_ARAHAN TUGAS 1_
Ambil tanpa perubahan bagian artikel tentang rencana sanksi Jepang terhadap Rusia dari "Rep: Puti Almas/" sampai "dan negara-negara Eropa.".
_ARAHAN TUGAS 2_
Tentukan apakah setiap pernyataan berikut sesuai dengan artikel tentang rencana sanksi Jepang terhadap Rusia. Jawab ya atau tidak, lalu sertakan kutipan persis dari artikel yang menjadi dasarnya: (a) Pemerintah Jepang sedang membahas potensi sanksi terhadap Rusia dengan perwakilan Amerika Serikat dan negara-negara Eropa. (b) Dmitry Peskov adalah Menteri Luar Negeri Rusia. (c) Peskov menyatakan bahwa Rusia tidak menimbulkan ancaman bagi siapa pun.
_ARAHAN TUGAS 3_
Teruskan artikel tentang rencana sanksi Jepang terhadap Rusia, dimulai setelah kalimat terakhirnya.

_TEKS SUMBER_
"""

Selasa 15 Feb 2022 00:25 WIB

PM Jepang Bahas Rencana Pemberian Sanksi untuk Rusia

Rusia terbuka untuk melakukan pembicaraan dengan AS untuk redakan ketegangan.

Rep: Puti Almas/ Red: Friska Yolandha
 Perdana Menteri Jepang Fumio Kishida
Foto: AP/Kyodo News
Perdana Menteri Jepang Fumio Kishida

REPUBLIKA.CO.ID, TOKYO -- Perdana Menteri Jepang Fumio Kishida mengatakan saat ini pemerintah tengah mendiskusikan potensi sanksi terhadap Rusia dengan perwakilan dari Amerika Serikat (AS) dan negara-negara Eropa. 

"Dalam hal sanksi dikenakan pada Federasi Rusia, konten spesifik mereka sedang dibahas dengan perwakilan AS dan negara-negara besar Eropa," ujar sekretaris jenderal Partai Demokrat Liberal (LDP), mengutip Kishida seperti dilansir TASS, Senin (14/2/2022). 

Baca Juga

Baru-baru ini, klaim potensi invasi Rusia ke Ukraina telah cukup sering digaungkan di Ukraina dan di seluruh negara Barat. Juru Bicara Pemerintah Rusia, Dmitry Peskov mengecam laporan itu sebagai eskalasi ketegangan yang kosong dan tidak berdasar. 

Peskov menggarisbawahi bahwa Rusia tidak menimbulkan ancaman bagi siapapun. Ia juga mencatat bahwa provokasi dapat terjadi untuk membenarkan klaim tersebut dan memperingatkan bahwa upaya tersebut akan menanggung konsekuensi yang paling serius.

"""

_BAGIAN DATA_
"""

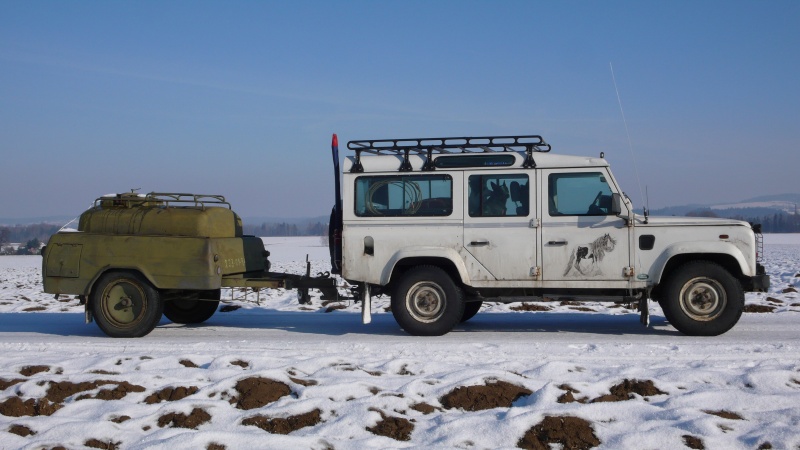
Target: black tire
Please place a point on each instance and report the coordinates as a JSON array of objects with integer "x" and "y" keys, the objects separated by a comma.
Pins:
[
  {"x": 426, "y": 302},
  {"x": 702, "y": 299},
  {"x": 191, "y": 310},
  {"x": 470, "y": 309},
  {"x": 125, "y": 304}
]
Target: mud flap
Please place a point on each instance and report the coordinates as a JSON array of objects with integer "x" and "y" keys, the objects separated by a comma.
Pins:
[
  {"x": 644, "y": 310},
  {"x": 366, "y": 305}
]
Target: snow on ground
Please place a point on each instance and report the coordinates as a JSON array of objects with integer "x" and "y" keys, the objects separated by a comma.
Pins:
[{"x": 246, "y": 376}]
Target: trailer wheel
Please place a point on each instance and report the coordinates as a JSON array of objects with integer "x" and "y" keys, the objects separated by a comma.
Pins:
[
  {"x": 470, "y": 309},
  {"x": 125, "y": 304},
  {"x": 702, "y": 299},
  {"x": 426, "y": 302},
  {"x": 192, "y": 310}
]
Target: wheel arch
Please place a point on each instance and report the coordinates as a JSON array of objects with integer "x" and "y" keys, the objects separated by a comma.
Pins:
[
  {"x": 726, "y": 261},
  {"x": 90, "y": 286},
  {"x": 401, "y": 265}
]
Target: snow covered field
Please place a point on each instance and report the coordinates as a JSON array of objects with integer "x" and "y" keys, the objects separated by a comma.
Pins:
[{"x": 282, "y": 375}]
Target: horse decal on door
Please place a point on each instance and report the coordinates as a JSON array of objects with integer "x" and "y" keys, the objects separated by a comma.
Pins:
[{"x": 585, "y": 259}]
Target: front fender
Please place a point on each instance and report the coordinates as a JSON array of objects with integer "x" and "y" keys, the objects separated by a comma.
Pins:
[
  {"x": 428, "y": 253},
  {"x": 699, "y": 248}
]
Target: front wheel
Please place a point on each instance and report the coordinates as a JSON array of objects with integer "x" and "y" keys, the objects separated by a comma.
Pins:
[
  {"x": 426, "y": 302},
  {"x": 125, "y": 304},
  {"x": 191, "y": 309},
  {"x": 702, "y": 299}
]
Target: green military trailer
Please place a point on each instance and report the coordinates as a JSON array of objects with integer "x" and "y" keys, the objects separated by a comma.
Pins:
[{"x": 135, "y": 257}]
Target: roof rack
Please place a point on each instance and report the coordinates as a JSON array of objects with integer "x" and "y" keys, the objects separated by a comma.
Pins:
[{"x": 428, "y": 146}]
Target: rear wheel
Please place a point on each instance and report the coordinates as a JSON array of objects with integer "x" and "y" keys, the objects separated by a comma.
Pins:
[
  {"x": 426, "y": 302},
  {"x": 702, "y": 299},
  {"x": 125, "y": 304},
  {"x": 470, "y": 309},
  {"x": 193, "y": 309}
]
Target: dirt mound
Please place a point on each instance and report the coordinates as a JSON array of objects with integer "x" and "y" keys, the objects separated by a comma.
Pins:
[
  {"x": 21, "y": 430},
  {"x": 397, "y": 428},
  {"x": 626, "y": 389},
  {"x": 725, "y": 414},
  {"x": 179, "y": 420},
  {"x": 303, "y": 382},
  {"x": 105, "y": 445},
  {"x": 758, "y": 308},
  {"x": 530, "y": 307},
  {"x": 5, "y": 384},
  {"x": 16, "y": 407},
  {"x": 286, "y": 425},
  {"x": 497, "y": 394},
  {"x": 570, "y": 432},
  {"x": 58, "y": 391},
  {"x": 569, "y": 396},
  {"x": 693, "y": 442},
  {"x": 33, "y": 370},
  {"x": 424, "y": 408},
  {"x": 256, "y": 392},
  {"x": 170, "y": 394}
]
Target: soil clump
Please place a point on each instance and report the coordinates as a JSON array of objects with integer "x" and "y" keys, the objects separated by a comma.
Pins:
[
  {"x": 256, "y": 392},
  {"x": 170, "y": 394},
  {"x": 496, "y": 394},
  {"x": 179, "y": 420},
  {"x": 626, "y": 389},
  {"x": 570, "y": 432},
  {"x": 279, "y": 425}
]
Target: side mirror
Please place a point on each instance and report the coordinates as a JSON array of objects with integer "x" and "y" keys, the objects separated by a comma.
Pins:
[{"x": 616, "y": 204}]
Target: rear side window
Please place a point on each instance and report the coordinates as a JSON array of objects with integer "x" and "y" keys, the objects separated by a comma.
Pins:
[
  {"x": 579, "y": 194},
  {"x": 411, "y": 195}
]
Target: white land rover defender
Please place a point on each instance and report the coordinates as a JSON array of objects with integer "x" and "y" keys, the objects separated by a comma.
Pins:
[{"x": 444, "y": 224}]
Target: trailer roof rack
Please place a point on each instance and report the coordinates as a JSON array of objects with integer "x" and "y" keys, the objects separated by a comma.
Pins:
[{"x": 430, "y": 146}]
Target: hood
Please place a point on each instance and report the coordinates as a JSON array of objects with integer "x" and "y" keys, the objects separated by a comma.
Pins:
[{"x": 664, "y": 221}]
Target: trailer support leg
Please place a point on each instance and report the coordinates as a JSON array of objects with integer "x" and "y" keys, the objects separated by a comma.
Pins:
[{"x": 366, "y": 305}]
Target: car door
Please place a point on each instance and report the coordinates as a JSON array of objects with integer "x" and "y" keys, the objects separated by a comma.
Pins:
[
  {"x": 582, "y": 239},
  {"x": 497, "y": 224}
]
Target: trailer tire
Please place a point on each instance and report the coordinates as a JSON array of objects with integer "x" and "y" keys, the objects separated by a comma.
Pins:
[
  {"x": 192, "y": 310},
  {"x": 125, "y": 304},
  {"x": 701, "y": 298},
  {"x": 426, "y": 302},
  {"x": 470, "y": 309}
]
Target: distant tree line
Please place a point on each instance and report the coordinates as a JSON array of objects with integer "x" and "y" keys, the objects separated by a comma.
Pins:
[
  {"x": 267, "y": 229},
  {"x": 30, "y": 238},
  {"x": 780, "y": 222}
]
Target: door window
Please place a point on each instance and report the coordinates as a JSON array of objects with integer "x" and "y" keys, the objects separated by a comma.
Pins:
[
  {"x": 498, "y": 196},
  {"x": 579, "y": 194}
]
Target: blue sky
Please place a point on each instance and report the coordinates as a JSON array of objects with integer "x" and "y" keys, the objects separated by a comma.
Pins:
[{"x": 240, "y": 98}]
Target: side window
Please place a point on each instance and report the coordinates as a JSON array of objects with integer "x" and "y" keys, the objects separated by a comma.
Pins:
[
  {"x": 579, "y": 194},
  {"x": 413, "y": 195},
  {"x": 498, "y": 195}
]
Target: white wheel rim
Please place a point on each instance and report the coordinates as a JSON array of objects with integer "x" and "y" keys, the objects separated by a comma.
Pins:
[
  {"x": 426, "y": 301},
  {"x": 703, "y": 299}
]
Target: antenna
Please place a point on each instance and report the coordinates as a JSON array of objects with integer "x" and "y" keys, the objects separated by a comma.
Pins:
[{"x": 630, "y": 144}]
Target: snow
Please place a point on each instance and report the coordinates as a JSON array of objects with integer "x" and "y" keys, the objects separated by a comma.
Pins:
[{"x": 364, "y": 372}]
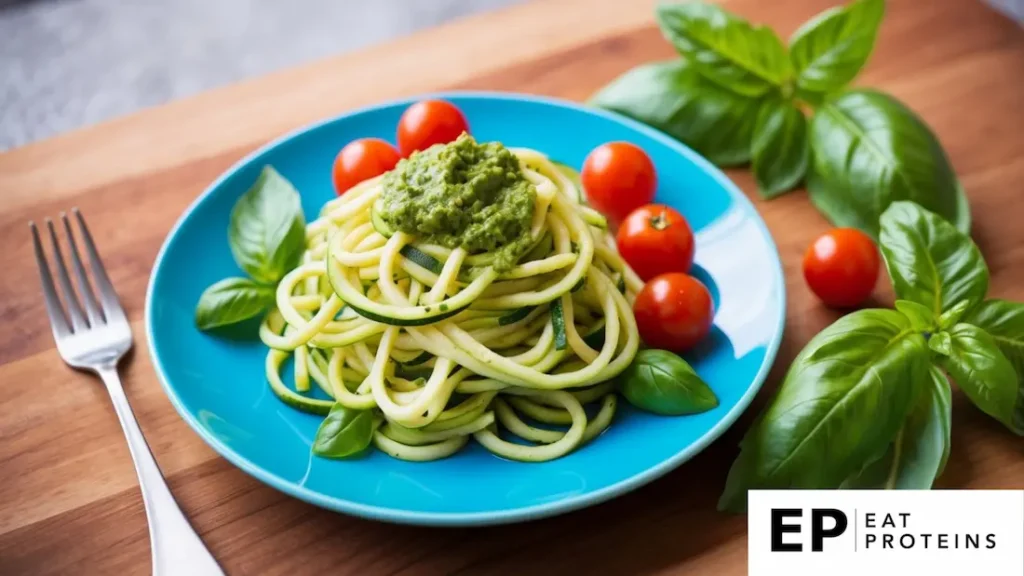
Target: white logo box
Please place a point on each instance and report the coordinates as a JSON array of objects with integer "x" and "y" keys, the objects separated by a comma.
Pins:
[{"x": 938, "y": 532}]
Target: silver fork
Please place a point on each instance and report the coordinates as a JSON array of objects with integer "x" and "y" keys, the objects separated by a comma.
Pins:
[{"x": 95, "y": 341}]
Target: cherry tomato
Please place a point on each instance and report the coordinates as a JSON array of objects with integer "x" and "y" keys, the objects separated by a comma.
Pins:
[
  {"x": 655, "y": 239},
  {"x": 674, "y": 312},
  {"x": 429, "y": 122},
  {"x": 361, "y": 160},
  {"x": 619, "y": 177},
  {"x": 842, "y": 266}
]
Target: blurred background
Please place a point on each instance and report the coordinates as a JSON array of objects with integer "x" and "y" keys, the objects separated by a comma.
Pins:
[{"x": 65, "y": 64}]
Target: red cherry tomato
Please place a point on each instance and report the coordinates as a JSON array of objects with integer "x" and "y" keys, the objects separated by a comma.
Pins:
[
  {"x": 655, "y": 239},
  {"x": 674, "y": 312},
  {"x": 429, "y": 122},
  {"x": 619, "y": 177},
  {"x": 361, "y": 160},
  {"x": 842, "y": 266}
]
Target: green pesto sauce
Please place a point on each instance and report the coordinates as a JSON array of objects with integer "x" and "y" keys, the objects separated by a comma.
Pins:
[{"x": 463, "y": 194}]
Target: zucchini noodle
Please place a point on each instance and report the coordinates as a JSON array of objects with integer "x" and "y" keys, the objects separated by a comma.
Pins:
[{"x": 444, "y": 347}]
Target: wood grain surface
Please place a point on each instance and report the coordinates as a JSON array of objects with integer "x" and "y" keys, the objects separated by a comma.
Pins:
[{"x": 69, "y": 498}]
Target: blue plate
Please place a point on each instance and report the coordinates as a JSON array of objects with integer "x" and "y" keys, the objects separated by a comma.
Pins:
[{"x": 217, "y": 384}]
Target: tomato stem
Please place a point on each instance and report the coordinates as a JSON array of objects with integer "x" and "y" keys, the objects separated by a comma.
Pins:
[{"x": 659, "y": 221}]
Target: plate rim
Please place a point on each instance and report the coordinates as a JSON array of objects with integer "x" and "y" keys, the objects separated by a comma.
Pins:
[{"x": 508, "y": 516}]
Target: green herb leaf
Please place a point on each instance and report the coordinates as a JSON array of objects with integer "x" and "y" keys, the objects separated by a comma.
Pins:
[
  {"x": 949, "y": 318},
  {"x": 779, "y": 149},
  {"x": 673, "y": 97},
  {"x": 981, "y": 370},
  {"x": 829, "y": 49},
  {"x": 921, "y": 317},
  {"x": 231, "y": 300},
  {"x": 941, "y": 343},
  {"x": 267, "y": 229},
  {"x": 929, "y": 260},
  {"x": 841, "y": 404},
  {"x": 921, "y": 449},
  {"x": 343, "y": 433},
  {"x": 1005, "y": 323},
  {"x": 726, "y": 48},
  {"x": 662, "y": 382},
  {"x": 867, "y": 150}
]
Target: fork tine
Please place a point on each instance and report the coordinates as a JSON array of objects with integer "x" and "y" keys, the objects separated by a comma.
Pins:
[
  {"x": 53, "y": 307},
  {"x": 74, "y": 310},
  {"x": 91, "y": 306},
  {"x": 108, "y": 297}
]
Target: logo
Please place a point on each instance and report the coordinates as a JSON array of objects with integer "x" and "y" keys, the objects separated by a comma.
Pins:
[
  {"x": 818, "y": 530},
  {"x": 799, "y": 533}
]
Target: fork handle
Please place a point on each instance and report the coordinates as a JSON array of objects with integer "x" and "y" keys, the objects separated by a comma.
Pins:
[{"x": 176, "y": 547}]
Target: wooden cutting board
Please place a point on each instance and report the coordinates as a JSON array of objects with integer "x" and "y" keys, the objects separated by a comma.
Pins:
[{"x": 69, "y": 498}]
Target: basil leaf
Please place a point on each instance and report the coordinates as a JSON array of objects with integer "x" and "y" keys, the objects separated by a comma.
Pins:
[
  {"x": 983, "y": 372},
  {"x": 343, "y": 433},
  {"x": 231, "y": 300},
  {"x": 662, "y": 382},
  {"x": 949, "y": 318},
  {"x": 929, "y": 260},
  {"x": 1005, "y": 323},
  {"x": 726, "y": 48},
  {"x": 867, "y": 150},
  {"x": 919, "y": 453},
  {"x": 829, "y": 49},
  {"x": 779, "y": 149},
  {"x": 673, "y": 97},
  {"x": 842, "y": 402},
  {"x": 267, "y": 229},
  {"x": 921, "y": 317},
  {"x": 941, "y": 343}
]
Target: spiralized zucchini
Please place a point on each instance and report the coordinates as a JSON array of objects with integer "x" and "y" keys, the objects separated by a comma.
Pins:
[{"x": 443, "y": 346}]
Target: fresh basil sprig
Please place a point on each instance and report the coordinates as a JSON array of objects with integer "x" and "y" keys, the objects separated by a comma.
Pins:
[
  {"x": 919, "y": 453},
  {"x": 842, "y": 402},
  {"x": 662, "y": 382},
  {"x": 344, "y": 433},
  {"x": 868, "y": 151},
  {"x": 737, "y": 94},
  {"x": 747, "y": 59},
  {"x": 866, "y": 403},
  {"x": 231, "y": 300},
  {"x": 674, "y": 97},
  {"x": 829, "y": 49},
  {"x": 266, "y": 235}
]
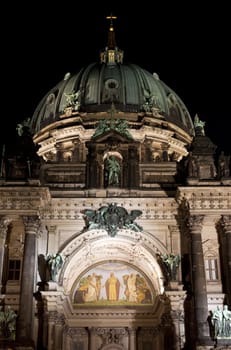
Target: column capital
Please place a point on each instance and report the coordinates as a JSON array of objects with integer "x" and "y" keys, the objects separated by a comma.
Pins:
[
  {"x": 226, "y": 223},
  {"x": 31, "y": 223},
  {"x": 195, "y": 223},
  {"x": 4, "y": 223}
]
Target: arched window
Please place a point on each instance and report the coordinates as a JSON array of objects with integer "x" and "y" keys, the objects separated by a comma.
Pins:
[{"x": 211, "y": 268}]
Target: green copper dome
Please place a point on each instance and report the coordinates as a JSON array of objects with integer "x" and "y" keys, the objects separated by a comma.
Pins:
[{"x": 95, "y": 87}]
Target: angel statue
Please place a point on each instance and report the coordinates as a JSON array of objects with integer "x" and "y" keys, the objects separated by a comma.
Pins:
[
  {"x": 54, "y": 264},
  {"x": 171, "y": 262}
]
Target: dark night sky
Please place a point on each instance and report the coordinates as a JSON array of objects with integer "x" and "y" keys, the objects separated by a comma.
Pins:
[{"x": 186, "y": 44}]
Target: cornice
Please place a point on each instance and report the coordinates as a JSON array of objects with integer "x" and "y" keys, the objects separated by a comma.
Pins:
[
  {"x": 23, "y": 200},
  {"x": 206, "y": 200}
]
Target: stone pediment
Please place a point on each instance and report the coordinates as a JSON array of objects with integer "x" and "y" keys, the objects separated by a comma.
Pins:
[{"x": 112, "y": 136}]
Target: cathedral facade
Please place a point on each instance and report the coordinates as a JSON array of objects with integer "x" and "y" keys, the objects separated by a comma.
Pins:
[{"x": 115, "y": 219}]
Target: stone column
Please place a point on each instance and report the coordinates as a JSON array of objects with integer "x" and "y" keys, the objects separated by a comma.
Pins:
[
  {"x": 59, "y": 323},
  {"x": 177, "y": 299},
  {"x": 132, "y": 338},
  {"x": 92, "y": 332},
  {"x": 226, "y": 223},
  {"x": 199, "y": 280},
  {"x": 25, "y": 324},
  {"x": 4, "y": 223},
  {"x": 51, "y": 330}
]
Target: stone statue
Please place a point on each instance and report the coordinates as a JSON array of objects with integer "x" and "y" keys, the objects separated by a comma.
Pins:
[
  {"x": 54, "y": 263},
  {"x": 113, "y": 170},
  {"x": 199, "y": 126},
  {"x": 72, "y": 100},
  {"x": 226, "y": 321},
  {"x": 223, "y": 165},
  {"x": 171, "y": 262},
  {"x": 221, "y": 322},
  {"x": 111, "y": 218},
  {"x": 7, "y": 323},
  {"x": 217, "y": 321}
]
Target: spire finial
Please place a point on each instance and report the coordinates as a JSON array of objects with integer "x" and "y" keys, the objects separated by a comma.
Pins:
[
  {"x": 111, "y": 54},
  {"x": 111, "y": 34},
  {"x": 111, "y": 17}
]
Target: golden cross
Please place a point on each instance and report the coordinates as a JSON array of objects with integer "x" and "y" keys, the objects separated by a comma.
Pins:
[{"x": 111, "y": 17}]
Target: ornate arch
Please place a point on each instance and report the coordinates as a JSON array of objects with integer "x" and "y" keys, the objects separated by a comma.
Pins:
[{"x": 94, "y": 247}]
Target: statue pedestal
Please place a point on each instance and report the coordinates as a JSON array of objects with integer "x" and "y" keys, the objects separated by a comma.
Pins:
[
  {"x": 174, "y": 285},
  {"x": 51, "y": 285}
]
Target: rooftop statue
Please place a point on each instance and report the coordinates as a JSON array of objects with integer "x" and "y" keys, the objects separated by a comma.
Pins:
[
  {"x": 199, "y": 126},
  {"x": 54, "y": 264},
  {"x": 171, "y": 263},
  {"x": 111, "y": 218}
]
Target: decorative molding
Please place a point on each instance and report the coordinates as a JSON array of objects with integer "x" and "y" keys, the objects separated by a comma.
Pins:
[
  {"x": 206, "y": 199},
  {"x": 25, "y": 199}
]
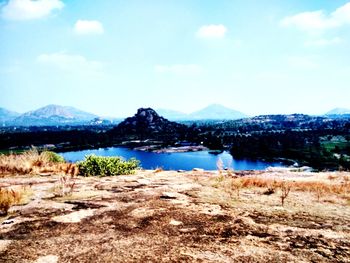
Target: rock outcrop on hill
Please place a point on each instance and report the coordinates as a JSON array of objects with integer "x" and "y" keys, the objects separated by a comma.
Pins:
[{"x": 147, "y": 124}]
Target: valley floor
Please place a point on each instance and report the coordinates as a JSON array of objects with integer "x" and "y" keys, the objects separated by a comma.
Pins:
[{"x": 166, "y": 216}]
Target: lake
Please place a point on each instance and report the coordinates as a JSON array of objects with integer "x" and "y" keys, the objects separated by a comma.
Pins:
[{"x": 174, "y": 161}]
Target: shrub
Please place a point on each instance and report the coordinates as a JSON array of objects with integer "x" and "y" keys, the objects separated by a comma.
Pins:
[
  {"x": 52, "y": 157},
  {"x": 8, "y": 197},
  {"x": 107, "y": 166}
]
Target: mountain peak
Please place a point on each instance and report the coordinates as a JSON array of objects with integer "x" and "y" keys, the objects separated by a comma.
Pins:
[
  {"x": 146, "y": 123},
  {"x": 53, "y": 114}
]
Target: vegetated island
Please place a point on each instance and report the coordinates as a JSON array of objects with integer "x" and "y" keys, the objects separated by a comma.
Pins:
[{"x": 105, "y": 209}]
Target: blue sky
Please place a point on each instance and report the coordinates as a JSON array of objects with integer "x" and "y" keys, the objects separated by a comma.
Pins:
[{"x": 111, "y": 57}]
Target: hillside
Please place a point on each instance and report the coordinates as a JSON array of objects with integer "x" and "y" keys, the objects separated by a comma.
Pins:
[
  {"x": 7, "y": 115},
  {"x": 211, "y": 112},
  {"x": 172, "y": 216},
  {"x": 147, "y": 124},
  {"x": 52, "y": 115},
  {"x": 338, "y": 111}
]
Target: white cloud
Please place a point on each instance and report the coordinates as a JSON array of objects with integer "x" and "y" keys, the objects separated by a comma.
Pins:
[
  {"x": 303, "y": 63},
  {"x": 211, "y": 31},
  {"x": 88, "y": 27},
  {"x": 29, "y": 9},
  {"x": 179, "y": 69},
  {"x": 322, "y": 42},
  {"x": 317, "y": 21},
  {"x": 70, "y": 62}
]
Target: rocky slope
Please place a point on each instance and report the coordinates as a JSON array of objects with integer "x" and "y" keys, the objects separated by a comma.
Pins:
[
  {"x": 147, "y": 124},
  {"x": 195, "y": 216}
]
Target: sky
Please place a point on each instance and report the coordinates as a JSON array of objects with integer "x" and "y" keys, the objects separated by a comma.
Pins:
[{"x": 111, "y": 57}]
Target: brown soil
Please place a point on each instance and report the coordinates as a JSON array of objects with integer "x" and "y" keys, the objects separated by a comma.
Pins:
[{"x": 173, "y": 217}]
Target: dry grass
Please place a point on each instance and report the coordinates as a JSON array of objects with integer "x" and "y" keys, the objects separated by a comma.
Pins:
[
  {"x": 33, "y": 162},
  {"x": 332, "y": 186},
  {"x": 8, "y": 198}
]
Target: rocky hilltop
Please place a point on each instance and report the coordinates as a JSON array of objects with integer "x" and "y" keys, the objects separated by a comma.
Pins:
[{"x": 147, "y": 124}]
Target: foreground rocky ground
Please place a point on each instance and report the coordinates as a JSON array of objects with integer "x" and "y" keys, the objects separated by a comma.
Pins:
[{"x": 166, "y": 216}]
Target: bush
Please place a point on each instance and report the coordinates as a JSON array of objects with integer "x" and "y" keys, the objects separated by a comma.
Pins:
[
  {"x": 107, "y": 166},
  {"x": 8, "y": 197},
  {"x": 53, "y": 157}
]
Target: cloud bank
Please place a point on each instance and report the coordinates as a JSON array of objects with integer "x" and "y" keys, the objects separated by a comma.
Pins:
[{"x": 29, "y": 9}]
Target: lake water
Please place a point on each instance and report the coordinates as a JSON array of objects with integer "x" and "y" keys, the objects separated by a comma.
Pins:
[{"x": 174, "y": 161}]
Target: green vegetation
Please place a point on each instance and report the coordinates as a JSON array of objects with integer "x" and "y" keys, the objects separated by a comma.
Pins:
[
  {"x": 107, "y": 166},
  {"x": 8, "y": 198},
  {"x": 53, "y": 157}
]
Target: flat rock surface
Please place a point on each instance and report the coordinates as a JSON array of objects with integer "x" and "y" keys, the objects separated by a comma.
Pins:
[{"x": 170, "y": 216}]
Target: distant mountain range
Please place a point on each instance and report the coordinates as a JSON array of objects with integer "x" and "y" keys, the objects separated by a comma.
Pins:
[
  {"x": 50, "y": 115},
  {"x": 6, "y": 115},
  {"x": 338, "y": 111},
  {"x": 57, "y": 115},
  {"x": 211, "y": 112}
]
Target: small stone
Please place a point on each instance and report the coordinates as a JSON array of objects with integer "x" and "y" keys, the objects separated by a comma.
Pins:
[
  {"x": 47, "y": 259},
  {"x": 187, "y": 230},
  {"x": 175, "y": 222},
  {"x": 8, "y": 222}
]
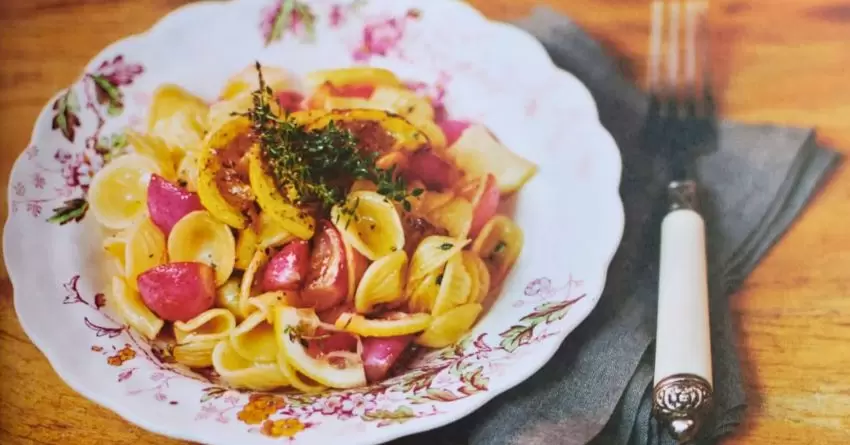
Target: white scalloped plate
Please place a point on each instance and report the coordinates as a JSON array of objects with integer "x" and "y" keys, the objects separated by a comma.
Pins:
[{"x": 493, "y": 73}]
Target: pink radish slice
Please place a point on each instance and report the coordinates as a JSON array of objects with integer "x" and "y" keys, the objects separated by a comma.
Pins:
[
  {"x": 178, "y": 291},
  {"x": 453, "y": 129},
  {"x": 168, "y": 203},
  {"x": 429, "y": 168},
  {"x": 381, "y": 353},
  {"x": 288, "y": 268}
]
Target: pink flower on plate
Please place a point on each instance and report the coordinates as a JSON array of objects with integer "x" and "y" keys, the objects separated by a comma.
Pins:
[
  {"x": 390, "y": 397},
  {"x": 330, "y": 405},
  {"x": 118, "y": 72},
  {"x": 379, "y": 38},
  {"x": 39, "y": 181}
]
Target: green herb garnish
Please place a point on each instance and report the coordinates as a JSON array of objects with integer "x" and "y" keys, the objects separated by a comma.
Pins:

"""

_JAWABAN TUGAS 1_
Rep: Puti Almas/ Red: Friska Yolandha
 Perdana Menteri Jepang Fumio Kishida
Foto: AP/Kyodo News
Perdana Menteri Jepang Fumio Kishida

REPUBLIKA.CO.ID, TOKYO -- Perdana Menteri Jepang Fumio Kishida mengatakan saat ini pemerintah tengah mendiskusikan potensi sanksi terhadap Rusia dengan perwakilan dari Amerika Serikat (AS) dan negara-negara Eropa.

_JAWABAN TUGAS 2_
(a) Ya: "pemerintah tengah mendiskusikan potensi sanksi terhadap Rusia dengan perwakilan dari Amerika Serikat (AS) dan negara-negara Eropa"
(b) Tidak: "Juru Bicara Pemerintah Rusia, Dmitry Peskov"
(c) Ya: "Rusia tidak menimbulkan ancaman bagi siapapun"

_JAWABAN TUGAS 3_
Dalam beberapa bulan terakhir, Rusia dituduh memusatkan pasukan di dekat perbatasan Ukraina, yang diduga sebagai langkah untuk mempersiapkan invasi. Meski demikian, Moskow berulang kali mengatakan bahwa mereka tidak berniat menyerang Ukraina.

Presiden Rusia Vladimir Putin mengatakan bahwa Rusia tetap terbuka untuk melakukan pembicaraan dengan AS dan sekutu-sekutunya untuk meredakan ketegangan terkait masalah Ukraina. Ia juga berpendapat bahwa membahas kepentingan semua pihak perlu dilakukan. 

Perundingan yang dilakukan oleh Rusia bersama dengan AS dan negara-negara Barat sejauh ini masih gagal menghasilkan kemajuan apapun. Washington dan sekutu yang tergabung dalam NATO telah menolak permintaan Moskow untuk menghentikan ekspansi ke Ukraina serta negara-negara bekas Uni Soviet lainnya.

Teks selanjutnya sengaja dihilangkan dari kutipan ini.